Give back exactly the lines of the material below that start at the line containing "Query: silver car" and end at the line containing "white sedan, one", and no others.

| RECORD EXCERPTS |
== == ==

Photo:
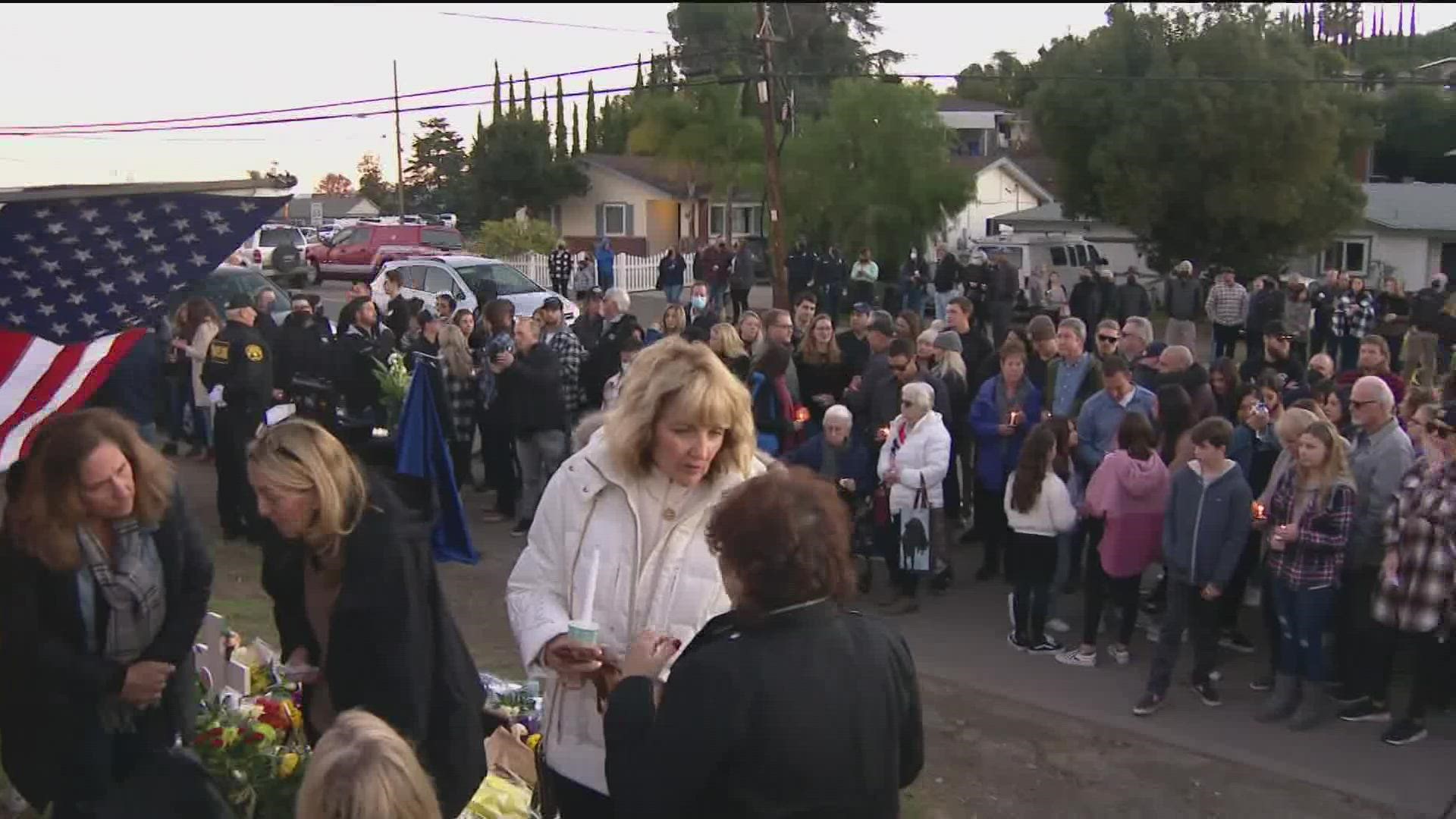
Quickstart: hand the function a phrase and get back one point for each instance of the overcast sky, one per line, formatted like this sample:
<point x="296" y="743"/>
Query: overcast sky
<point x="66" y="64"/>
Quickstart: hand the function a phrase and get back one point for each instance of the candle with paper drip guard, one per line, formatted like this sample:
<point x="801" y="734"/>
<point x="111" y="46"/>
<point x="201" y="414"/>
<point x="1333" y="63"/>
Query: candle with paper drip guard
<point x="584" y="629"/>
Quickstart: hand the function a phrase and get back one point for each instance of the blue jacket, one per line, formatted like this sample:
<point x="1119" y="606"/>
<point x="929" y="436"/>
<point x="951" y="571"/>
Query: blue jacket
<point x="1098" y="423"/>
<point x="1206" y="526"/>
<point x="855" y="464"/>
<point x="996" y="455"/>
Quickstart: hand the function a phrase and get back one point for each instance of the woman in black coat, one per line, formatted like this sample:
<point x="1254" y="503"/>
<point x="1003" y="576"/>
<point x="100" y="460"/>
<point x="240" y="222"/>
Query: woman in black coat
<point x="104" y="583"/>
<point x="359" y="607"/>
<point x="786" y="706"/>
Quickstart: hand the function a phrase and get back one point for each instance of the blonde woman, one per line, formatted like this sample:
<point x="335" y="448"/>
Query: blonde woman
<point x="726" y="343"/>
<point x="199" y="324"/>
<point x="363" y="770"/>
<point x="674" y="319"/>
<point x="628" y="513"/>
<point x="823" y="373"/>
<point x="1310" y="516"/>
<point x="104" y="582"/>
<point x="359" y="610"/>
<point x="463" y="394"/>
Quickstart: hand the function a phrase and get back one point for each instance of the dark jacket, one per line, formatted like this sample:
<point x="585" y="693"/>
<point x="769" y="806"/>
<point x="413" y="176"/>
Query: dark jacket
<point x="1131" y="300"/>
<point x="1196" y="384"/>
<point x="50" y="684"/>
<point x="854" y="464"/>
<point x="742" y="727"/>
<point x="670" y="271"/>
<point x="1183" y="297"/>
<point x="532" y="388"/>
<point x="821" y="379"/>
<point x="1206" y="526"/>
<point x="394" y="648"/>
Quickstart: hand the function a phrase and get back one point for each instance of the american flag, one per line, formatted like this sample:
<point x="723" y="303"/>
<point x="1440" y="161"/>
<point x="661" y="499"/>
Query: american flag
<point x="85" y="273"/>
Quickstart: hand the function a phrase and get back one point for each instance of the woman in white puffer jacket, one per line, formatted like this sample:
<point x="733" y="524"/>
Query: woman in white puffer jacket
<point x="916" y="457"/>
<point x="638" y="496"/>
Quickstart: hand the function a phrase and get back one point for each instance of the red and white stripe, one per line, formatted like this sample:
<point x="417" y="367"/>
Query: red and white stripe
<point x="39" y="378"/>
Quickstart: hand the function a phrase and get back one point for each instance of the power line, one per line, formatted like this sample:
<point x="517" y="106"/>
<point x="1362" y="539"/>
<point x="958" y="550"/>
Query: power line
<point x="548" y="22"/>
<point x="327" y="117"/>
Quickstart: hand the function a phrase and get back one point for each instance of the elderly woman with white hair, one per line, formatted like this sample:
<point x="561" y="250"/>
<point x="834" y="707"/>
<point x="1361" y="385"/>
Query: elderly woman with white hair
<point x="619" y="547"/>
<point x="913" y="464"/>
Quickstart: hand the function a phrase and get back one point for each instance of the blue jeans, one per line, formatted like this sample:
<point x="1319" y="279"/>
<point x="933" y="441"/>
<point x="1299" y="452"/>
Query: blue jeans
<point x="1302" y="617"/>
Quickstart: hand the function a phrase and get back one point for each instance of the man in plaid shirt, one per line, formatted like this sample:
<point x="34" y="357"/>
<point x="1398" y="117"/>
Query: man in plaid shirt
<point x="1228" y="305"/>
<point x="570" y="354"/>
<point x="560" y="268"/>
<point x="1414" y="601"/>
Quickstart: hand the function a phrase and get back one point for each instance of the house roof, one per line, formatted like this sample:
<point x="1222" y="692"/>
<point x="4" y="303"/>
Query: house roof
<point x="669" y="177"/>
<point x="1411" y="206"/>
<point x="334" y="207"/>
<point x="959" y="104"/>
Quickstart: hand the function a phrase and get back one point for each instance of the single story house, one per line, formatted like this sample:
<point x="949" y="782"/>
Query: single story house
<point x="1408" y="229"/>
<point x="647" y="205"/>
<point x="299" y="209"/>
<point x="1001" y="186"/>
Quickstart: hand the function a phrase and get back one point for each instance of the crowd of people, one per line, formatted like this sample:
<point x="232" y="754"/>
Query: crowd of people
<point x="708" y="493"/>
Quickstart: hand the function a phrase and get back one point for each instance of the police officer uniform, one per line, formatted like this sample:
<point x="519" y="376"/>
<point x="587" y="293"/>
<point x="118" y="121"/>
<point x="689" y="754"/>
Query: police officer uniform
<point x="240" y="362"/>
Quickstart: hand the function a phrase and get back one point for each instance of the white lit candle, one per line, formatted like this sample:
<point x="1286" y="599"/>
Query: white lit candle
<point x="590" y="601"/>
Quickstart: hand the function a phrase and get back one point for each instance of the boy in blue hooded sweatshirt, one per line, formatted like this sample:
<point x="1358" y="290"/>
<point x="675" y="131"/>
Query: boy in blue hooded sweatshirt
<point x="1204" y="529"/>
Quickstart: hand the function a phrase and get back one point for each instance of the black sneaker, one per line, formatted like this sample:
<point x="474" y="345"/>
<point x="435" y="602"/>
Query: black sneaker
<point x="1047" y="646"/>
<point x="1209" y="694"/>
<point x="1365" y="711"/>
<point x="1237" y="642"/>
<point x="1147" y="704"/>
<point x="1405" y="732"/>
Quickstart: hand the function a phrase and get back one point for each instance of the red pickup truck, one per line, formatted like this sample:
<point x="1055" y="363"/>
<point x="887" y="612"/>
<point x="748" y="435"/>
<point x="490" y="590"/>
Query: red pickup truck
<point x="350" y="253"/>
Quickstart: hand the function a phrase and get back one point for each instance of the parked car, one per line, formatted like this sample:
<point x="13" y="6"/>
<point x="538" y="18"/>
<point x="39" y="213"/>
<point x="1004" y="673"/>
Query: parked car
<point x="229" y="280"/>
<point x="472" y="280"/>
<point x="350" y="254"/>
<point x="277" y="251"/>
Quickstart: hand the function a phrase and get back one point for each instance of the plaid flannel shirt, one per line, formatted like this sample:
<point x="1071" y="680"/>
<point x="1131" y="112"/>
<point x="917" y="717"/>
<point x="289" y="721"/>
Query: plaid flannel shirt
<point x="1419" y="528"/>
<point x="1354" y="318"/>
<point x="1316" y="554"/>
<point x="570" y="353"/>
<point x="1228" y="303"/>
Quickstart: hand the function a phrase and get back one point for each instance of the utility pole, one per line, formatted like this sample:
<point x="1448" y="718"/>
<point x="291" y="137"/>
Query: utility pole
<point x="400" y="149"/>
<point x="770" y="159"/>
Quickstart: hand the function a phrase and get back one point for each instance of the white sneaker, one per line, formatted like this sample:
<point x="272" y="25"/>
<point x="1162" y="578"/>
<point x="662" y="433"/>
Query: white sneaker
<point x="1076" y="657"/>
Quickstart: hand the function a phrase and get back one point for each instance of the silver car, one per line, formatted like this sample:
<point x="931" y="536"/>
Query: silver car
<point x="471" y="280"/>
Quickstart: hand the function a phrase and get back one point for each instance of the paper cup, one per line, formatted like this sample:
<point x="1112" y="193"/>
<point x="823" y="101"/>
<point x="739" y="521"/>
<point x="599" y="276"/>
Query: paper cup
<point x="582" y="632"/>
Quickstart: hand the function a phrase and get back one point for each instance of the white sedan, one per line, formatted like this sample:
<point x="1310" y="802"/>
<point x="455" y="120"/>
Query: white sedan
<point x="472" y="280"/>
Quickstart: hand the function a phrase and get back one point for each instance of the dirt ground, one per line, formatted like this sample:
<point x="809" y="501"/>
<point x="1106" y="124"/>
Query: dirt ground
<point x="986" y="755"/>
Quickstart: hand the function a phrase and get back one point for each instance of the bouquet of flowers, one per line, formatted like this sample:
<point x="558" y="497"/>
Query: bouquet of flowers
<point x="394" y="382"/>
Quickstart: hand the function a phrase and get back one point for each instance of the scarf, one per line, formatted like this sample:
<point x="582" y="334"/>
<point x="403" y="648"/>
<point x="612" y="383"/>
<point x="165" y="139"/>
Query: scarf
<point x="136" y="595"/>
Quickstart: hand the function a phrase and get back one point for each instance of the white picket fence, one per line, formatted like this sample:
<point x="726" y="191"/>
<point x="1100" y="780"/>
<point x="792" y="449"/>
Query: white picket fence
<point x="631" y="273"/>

== == ==

| RESPONSE FOR THIS EXERCISE |
Query: silver car
<point x="471" y="280"/>
Quickstart: hand the function a phrase and get back one point for each instance of the paper cup, one per line, formatted like this sample:
<point x="1112" y="193"/>
<point x="823" y="101"/>
<point x="739" y="521"/>
<point x="599" y="276"/>
Query: paper cup
<point x="582" y="632"/>
Quickstart: hand the function a phrase and get back one point for each instance of the white sedan, one per line, formatted like this sample:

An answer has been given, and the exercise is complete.